▶ [ASSIGNMENT] The result should be the line with "Request: black shoe" followed by every remaining line of the entries, each reproduced exactly, with nothing else.

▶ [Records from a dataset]
=== Begin Enclosure ===
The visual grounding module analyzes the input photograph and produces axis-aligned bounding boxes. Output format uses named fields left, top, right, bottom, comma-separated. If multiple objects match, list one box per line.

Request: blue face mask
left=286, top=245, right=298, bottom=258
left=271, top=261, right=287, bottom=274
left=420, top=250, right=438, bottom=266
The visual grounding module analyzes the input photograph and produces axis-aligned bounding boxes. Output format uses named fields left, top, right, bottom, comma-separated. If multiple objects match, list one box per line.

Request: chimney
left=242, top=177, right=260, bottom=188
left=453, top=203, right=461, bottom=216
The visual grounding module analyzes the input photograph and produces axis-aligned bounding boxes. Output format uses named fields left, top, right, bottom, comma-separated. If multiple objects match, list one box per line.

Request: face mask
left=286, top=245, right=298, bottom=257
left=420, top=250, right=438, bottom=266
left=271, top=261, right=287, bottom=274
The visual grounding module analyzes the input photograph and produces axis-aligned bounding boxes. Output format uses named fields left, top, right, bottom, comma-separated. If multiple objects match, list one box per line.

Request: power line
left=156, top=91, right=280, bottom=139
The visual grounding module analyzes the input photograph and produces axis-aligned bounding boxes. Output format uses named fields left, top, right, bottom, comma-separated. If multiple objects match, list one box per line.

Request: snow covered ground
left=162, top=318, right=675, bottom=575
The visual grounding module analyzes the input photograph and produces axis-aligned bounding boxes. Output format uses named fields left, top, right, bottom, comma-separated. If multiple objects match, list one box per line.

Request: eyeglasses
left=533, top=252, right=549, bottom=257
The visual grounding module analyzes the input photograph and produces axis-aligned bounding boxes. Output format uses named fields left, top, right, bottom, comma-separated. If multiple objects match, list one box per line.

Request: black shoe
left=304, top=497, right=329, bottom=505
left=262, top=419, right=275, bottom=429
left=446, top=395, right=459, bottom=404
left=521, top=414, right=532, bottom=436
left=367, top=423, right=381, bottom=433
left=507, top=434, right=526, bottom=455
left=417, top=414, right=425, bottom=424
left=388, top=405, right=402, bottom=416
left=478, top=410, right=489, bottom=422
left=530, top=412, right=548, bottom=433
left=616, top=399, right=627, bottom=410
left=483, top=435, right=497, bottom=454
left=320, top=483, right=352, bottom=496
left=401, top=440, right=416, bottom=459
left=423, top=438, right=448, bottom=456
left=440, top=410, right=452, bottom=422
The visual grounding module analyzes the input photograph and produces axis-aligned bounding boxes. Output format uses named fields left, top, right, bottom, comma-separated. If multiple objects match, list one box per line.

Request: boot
=== End Enclosure ===
▶ [RESULT OF THE EXERCISE]
Request: black shoe
left=304, top=497, right=329, bottom=505
left=262, top=419, right=275, bottom=429
left=446, top=395, right=459, bottom=404
left=521, top=414, right=532, bottom=436
left=367, top=423, right=381, bottom=433
left=507, top=434, right=526, bottom=455
left=417, top=414, right=425, bottom=424
left=388, top=405, right=402, bottom=416
left=478, top=410, right=489, bottom=422
left=530, top=412, right=548, bottom=433
left=616, top=399, right=627, bottom=410
left=483, top=435, right=497, bottom=454
left=320, top=483, right=352, bottom=496
left=401, top=440, right=416, bottom=459
left=423, top=438, right=448, bottom=456
left=440, top=410, right=452, bottom=422
The visual grounding module analyzes the input photograph and produces axis-aligned bounding boxes. Output format uses named fields left, top, right, bottom, comma-separated. If multiple objects match, list one box per line.

Request: boot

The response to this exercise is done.